=== ASSIGNMENT ===
After locating the line with "Target: subway tile backsplash", retype it and every later line exactly, stopping at the end of the records.
⟨
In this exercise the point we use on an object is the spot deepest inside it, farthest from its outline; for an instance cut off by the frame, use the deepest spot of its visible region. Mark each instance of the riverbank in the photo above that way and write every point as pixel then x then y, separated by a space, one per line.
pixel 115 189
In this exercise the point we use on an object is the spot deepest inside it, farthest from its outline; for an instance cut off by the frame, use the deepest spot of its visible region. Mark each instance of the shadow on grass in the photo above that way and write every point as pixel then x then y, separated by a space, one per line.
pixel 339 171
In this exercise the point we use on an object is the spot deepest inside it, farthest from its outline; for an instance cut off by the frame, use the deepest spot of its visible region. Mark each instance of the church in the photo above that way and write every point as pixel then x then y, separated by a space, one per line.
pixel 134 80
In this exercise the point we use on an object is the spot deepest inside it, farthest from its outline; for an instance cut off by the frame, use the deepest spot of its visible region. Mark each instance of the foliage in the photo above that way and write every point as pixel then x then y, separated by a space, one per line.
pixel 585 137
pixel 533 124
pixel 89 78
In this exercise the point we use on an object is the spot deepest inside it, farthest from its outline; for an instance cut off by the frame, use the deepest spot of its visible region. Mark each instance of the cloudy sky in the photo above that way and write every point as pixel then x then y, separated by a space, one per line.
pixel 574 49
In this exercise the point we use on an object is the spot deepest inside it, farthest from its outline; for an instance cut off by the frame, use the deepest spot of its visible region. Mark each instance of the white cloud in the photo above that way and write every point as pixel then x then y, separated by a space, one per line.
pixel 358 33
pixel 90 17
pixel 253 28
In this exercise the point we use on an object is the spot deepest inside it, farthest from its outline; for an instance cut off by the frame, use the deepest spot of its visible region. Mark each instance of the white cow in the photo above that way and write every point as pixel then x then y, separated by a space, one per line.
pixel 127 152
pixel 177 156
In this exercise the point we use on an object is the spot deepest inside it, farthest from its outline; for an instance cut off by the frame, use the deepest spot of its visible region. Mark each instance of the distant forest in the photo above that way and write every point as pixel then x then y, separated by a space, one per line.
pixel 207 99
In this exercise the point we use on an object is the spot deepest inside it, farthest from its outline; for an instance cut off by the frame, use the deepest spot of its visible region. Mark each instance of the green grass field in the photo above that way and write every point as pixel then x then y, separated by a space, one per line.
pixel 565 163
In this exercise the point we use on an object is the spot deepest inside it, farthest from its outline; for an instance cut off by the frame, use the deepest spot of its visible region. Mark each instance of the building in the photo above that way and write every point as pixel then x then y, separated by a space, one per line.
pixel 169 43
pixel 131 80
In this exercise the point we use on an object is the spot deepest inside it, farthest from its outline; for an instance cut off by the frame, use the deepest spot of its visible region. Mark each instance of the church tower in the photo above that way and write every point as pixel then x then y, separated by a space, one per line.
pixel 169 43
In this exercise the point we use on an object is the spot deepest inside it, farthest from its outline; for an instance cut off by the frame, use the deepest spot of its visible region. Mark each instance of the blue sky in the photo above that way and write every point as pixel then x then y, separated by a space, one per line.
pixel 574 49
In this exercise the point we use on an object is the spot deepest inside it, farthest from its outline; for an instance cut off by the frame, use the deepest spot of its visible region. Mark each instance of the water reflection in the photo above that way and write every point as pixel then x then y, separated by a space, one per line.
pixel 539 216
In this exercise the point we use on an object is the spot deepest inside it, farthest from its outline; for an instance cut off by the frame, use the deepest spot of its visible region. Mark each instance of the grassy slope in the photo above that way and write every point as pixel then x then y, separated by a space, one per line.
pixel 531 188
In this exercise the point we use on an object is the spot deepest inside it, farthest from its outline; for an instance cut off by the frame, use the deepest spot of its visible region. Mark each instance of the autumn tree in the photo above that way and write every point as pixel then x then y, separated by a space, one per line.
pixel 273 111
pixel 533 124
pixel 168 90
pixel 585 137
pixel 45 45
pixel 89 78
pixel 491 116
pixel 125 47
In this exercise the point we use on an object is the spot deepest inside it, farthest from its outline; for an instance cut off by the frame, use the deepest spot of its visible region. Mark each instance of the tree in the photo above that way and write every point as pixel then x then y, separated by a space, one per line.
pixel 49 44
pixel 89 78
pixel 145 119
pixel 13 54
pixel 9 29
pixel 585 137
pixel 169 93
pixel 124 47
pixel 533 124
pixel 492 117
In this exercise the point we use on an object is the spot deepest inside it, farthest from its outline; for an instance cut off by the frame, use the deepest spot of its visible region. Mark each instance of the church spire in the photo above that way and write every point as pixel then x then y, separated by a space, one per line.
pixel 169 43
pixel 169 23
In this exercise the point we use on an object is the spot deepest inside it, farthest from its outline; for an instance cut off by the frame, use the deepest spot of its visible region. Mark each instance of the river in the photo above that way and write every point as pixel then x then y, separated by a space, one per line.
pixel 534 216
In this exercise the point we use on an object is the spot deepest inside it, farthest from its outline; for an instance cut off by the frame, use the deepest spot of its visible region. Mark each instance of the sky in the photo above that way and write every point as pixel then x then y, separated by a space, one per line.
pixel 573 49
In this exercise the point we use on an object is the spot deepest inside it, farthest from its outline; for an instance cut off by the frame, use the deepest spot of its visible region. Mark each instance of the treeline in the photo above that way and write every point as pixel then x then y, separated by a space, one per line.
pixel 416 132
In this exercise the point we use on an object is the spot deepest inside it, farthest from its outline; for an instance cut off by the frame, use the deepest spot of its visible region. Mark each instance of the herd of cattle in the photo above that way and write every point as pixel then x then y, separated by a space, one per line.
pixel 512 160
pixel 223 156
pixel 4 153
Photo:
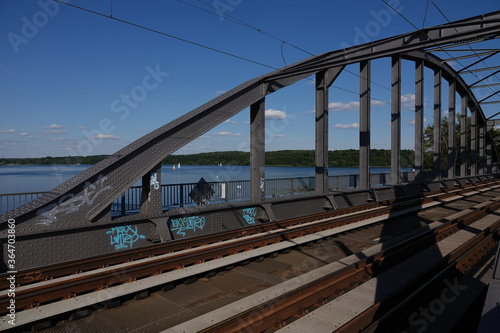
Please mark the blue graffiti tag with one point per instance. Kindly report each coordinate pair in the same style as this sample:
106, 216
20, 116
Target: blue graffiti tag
249, 214
154, 181
124, 237
187, 223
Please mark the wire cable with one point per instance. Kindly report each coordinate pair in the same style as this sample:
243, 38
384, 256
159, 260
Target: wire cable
167, 35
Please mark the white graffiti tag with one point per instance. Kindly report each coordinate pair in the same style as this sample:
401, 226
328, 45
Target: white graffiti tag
69, 204
249, 214
188, 223
124, 237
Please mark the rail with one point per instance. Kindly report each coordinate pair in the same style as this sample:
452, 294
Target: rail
177, 195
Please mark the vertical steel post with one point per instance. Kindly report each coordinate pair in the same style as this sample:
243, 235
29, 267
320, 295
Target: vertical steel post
473, 142
396, 121
451, 129
437, 124
482, 162
463, 136
364, 124
321, 181
489, 158
257, 150
151, 200
419, 121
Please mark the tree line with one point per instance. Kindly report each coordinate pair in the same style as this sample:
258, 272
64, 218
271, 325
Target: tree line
299, 158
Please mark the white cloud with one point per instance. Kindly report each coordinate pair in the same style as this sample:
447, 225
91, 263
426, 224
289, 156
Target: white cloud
349, 106
275, 114
340, 106
346, 126
378, 103
106, 136
53, 126
225, 133
408, 99
412, 122
54, 129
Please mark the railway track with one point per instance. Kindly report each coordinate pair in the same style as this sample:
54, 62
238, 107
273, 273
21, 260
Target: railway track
51, 284
383, 282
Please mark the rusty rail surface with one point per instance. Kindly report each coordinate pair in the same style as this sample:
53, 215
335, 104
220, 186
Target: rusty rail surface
275, 312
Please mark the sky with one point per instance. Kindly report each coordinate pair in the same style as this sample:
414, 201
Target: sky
83, 82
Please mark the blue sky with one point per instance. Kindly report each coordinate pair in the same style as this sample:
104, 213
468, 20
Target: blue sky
77, 83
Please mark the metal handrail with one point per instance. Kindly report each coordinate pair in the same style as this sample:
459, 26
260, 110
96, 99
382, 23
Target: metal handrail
177, 195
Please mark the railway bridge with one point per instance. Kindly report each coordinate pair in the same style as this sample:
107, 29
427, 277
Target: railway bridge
78, 214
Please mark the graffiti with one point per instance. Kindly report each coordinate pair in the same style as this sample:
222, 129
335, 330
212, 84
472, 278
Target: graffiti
154, 182
249, 214
69, 204
187, 223
124, 237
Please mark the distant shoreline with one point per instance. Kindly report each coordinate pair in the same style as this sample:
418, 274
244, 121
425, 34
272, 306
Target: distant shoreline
295, 158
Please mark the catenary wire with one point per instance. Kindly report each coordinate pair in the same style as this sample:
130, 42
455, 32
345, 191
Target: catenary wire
210, 48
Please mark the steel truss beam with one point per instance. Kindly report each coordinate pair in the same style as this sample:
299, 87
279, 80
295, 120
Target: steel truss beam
85, 199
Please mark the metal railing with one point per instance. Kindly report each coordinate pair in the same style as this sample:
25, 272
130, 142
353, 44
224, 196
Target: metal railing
177, 195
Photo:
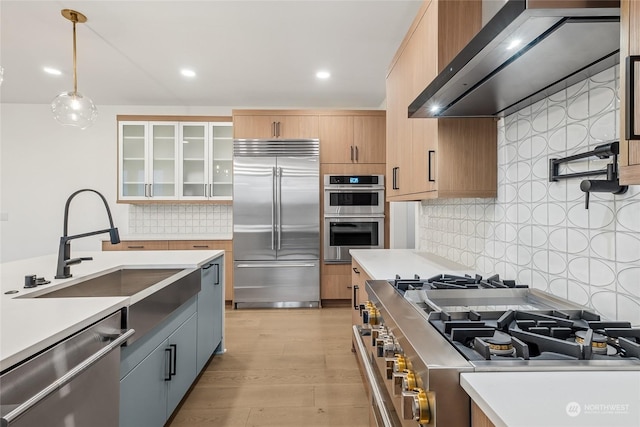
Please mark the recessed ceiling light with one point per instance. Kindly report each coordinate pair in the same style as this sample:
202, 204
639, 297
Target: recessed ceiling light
53, 71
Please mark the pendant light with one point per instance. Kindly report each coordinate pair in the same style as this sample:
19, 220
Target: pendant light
72, 108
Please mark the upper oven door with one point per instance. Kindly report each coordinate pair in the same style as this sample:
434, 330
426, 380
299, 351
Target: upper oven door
353, 201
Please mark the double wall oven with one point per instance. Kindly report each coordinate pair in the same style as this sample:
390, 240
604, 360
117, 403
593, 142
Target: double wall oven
353, 215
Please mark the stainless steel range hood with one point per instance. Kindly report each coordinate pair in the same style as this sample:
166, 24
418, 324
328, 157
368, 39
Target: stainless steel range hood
526, 52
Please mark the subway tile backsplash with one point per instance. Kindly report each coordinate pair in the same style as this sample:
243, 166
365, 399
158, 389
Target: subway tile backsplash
539, 231
180, 219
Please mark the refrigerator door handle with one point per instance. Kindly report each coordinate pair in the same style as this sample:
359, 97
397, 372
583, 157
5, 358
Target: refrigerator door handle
309, 264
279, 206
274, 197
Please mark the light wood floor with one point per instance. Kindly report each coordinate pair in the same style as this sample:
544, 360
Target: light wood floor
283, 367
⟩
=== RESPONSE BELOW ===
Target: subway tile backsplash
539, 231
180, 219
Please mark the refrigerator door handle with one point per instance. Kindly report each coordinate pair in the same style as this sample:
359, 97
397, 372
583, 157
5, 358
Target: refrigerator door handle
309, 264
279, 206
274, 197
Please mark the light wood floor with one point per instance. Kindly report each coordinate pair in the same style as this sample:
544, 360
Target: light wood floor
283, 367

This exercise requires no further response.